■ Consignes données ■
1. Dans l'article sur le salon StartUp for Kids, reformulez sous forme de liste le paragraphe commençant par « A sa gauche, quelques élèves », en conservant ses faits principaux.
2. Relevez toutes les technologies qui, selon l'article sur le salon StartUp for Kids, composent le nouveau monde que découvre la directrice d'école.
3. Reprenez l'article sur le salon StartUp for Kids à la suite de sa dernière phrase.

■ Texte fourni ■
◇ ◇ ◇ ◇
StartUp for kids : la technologie à l’assaut de l’éducation

Le premier salon des startups de l’éducation ouvre ses portes au public samedi au "42", l’école de programmation fondée à Paris par Xavier Niel. L’occasion pour 30 startups d’exposer leurs solutions innovantes et de convaincre les parents et les enseignants d’utiliser le numérique comme un outil éducatif.
Sylvain Rolland
L'algorithme qui traite les réponses et oriente le fil de l'histoire est au cœur du processus d'apprentissage. C'est même la véritable valeur ajoutée de ces services numériques éducatifs.

"Je ne savais même pas ce qu'était une startup il y a quelques jours !". En déambulant de stand en stand, Nadine Fleischmann, la directrice de l'école primaire Emilie Brandt, à Levallois-Perret, paraît presque aussi émerveillée que les 31 élèves de CM2 qu'elle accompagne. Comme eux, la quinquagénaire découvre un nouveau monde. Celui des tablettes éducatives, de la réalité virtuelle, des bibliothèques numériques, de la projection 3D et des jouets connectés.

A sa gauche, quelques élèves explorent Krokee, une drôle de machine à décalquer qui aide à dessiner avec des hologrammes. A sa droite, un autre petit groupe se plonge dans le monde médiéval de la startup Rêve aux lettres, qui vise à développer le goût de l'écriture en créant une histoire dont l'enfant est le héros. Quelques mètres plus loin, d'autres têtes blondes terminent la découverte de Pistache, une application qui responsabilise l'enfant dans ses tâches quotidiennes à la maison en leur donnant une dimension ludique. La directrice, qui se définit "de la vieille école" car "née bien avant l'éclosion du numérique" est conquise. "Certaines solutions sont vraiment formidables, pleines d'inventivité et très intéressantes pédagogiquement", affirme-t-elle.

Mettre l'accent sur d'autres façons d'apprendre

C'est la mère d'une élève qui a incité Nadine Fleischmann à se rendre, avec une classe, à StartUp for Kids, le premier salon des startups de l'éducation. L'événement se tient ce vendredi et samedi au 42, l'école de programmation de Xavier Niel. Pendant deux jours, trente startups sélectionnées par un jury d'experts y exposent leur solution pour révolutionner l'éducation par le numérique. La première journée est consacrée aux écoles, qui viennent découvrir les nouveaux outils qu'elles utiliseront peut-être demain. La deuxième journée, samedi, est ouverte au grand public. 900 personnes ne sont d'ores et déjà inscrites.
◇ ◇ ◇ ◇
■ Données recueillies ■
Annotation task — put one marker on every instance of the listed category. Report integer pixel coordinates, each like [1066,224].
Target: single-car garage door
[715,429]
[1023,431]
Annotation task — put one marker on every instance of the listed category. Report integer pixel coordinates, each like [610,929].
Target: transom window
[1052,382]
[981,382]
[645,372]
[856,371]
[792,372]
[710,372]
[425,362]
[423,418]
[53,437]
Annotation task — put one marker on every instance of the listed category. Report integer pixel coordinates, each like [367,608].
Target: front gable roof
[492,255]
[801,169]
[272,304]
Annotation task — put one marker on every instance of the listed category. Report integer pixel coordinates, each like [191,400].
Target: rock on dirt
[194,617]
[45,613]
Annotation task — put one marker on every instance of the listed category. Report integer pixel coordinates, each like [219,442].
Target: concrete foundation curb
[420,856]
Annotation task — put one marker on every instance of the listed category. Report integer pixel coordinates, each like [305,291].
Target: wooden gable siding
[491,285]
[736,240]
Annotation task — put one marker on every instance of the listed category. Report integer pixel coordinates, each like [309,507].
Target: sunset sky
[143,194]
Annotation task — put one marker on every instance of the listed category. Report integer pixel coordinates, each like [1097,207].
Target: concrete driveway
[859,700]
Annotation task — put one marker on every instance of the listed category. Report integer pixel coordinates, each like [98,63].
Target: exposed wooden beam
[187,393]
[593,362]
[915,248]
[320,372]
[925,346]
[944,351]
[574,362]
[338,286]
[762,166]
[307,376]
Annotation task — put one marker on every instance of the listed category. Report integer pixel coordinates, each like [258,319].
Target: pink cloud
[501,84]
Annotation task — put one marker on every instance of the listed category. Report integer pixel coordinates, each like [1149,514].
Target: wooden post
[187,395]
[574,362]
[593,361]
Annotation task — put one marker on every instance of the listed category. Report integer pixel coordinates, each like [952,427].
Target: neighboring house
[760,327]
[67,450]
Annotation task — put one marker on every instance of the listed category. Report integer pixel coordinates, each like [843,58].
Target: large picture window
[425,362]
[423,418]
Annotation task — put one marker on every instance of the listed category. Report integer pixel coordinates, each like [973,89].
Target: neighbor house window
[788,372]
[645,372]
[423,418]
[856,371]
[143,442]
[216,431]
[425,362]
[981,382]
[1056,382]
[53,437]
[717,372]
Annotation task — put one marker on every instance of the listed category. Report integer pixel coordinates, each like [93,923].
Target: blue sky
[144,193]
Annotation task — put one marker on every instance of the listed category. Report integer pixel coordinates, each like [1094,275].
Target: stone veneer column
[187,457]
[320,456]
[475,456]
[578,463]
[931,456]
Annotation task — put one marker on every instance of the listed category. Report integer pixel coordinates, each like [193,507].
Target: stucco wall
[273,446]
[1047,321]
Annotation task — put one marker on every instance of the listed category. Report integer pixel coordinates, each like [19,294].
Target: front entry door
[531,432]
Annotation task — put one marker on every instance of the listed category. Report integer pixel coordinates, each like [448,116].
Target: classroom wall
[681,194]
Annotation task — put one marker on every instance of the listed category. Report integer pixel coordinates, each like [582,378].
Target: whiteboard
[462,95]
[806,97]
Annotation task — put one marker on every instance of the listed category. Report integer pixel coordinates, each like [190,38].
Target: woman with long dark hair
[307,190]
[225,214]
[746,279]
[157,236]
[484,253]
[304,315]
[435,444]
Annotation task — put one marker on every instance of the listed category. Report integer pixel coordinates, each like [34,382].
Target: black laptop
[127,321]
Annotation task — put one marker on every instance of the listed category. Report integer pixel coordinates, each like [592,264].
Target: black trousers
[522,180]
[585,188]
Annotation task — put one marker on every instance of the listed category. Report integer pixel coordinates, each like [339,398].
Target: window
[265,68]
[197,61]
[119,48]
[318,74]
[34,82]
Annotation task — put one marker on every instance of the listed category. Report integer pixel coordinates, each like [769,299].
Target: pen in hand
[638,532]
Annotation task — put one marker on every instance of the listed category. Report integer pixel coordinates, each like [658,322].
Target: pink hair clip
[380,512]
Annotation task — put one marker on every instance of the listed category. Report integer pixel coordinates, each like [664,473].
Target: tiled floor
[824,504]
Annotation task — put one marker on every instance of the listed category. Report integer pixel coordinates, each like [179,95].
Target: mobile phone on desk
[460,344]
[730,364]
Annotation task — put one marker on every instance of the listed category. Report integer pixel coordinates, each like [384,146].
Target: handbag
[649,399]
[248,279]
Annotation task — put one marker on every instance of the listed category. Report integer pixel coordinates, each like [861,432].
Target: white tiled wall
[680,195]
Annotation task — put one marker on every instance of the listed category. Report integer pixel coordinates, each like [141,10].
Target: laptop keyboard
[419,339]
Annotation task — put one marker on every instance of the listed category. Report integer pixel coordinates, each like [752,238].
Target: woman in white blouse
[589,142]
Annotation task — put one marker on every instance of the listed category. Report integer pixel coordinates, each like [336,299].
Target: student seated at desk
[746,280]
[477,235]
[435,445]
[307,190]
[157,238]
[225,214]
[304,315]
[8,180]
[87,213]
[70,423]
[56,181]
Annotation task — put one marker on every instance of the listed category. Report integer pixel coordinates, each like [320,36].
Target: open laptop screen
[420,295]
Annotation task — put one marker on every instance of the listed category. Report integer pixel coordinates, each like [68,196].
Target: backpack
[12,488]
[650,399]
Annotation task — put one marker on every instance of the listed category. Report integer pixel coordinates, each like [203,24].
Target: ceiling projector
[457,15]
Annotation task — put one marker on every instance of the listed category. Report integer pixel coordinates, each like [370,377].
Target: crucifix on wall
◇ ◇ ◇ ◇
■ Résultats obtenus ■
1.
- Krokee : une machine à décalquer, explorée par quelques élèves, qui aide à dessiner avec des hologrammes.
- Rêve aux lettres : une startup à l'univers médiéval qui vise à développer le goût de l'écriture en créant une histoire dont l'enfant est le héros.
- Pistache : une application qui responsabilise l'enfant dans ses tâches quotidiennes à la maison en leur donnant une dimension ludique.
- La directrice, qui se dit « de la vieille école », est conquise. Elle juge certaines solutions formidables, pleines d'inventivité et très intéressantes pédagogiquement.

2.
- les tablettes éducatives
- la réalité virtuelle
- les bibliothèques numériques
- la projection 3D
- les jouets connectés

3.
Sharon Sofer, la fondatrice de StartUp for Kids, a mis sur pied ce salon en quatre mois seulement. "Au début, je voulais organiser des ateliers autour de ma startup Scientibox, qui fait découvrir la science de manière ludique aux enfants. L'idée était de mettre l'accent sur de nouvelles façons d'apprendre grâce au numérique", raconte-t-elle. Puis l'idée d'en faire un véritable événement prend forme. "Comme d'autres secteurs, le numérique est amené à bouleverser l'éducation. Mais ces solutions nouvelles, qui se destinent parfois aux professeurs, parfois à l'enfant et à ses parents quand il est à la maison, sont encore très peu connues. Nous sommes vraiment au début du phénomène, il faut faire découvrir les vertus du numérique dans l'éducation et convaincre".

La France en retard

Dans le domaine de l'e-learning ou de l'e-éducation, la France apparaît sensiblement en retard par rapport aux Etats-Unis (1 milliard de fonds levés en 2014) et aux pays du nord de l'Europe. Malgré des succès comme Kartable, rares sont les EdTech qui réussissent à lever plusieurs millions d'euros. Aux Etats-Unis au contraire, ces startups de l'éducation prennent de plus en plus d'ampleur, grâce notamment à des fonds spécialisés comme Learn Capital.

Le retard français vient, en partie, à une réticence du corps enseignant à laisser les nouvelles technologies pénétrer dans l'enceinte sacrée de l'école. Mais aussi au réveil tardif de l'Etat (le plan numérique à l'école de François Hollande vient d'entrer en phase pilote) et à la difficulté de repenser en profondeur les méthodes d'enseignement, les programmes et les modes d'évaluation.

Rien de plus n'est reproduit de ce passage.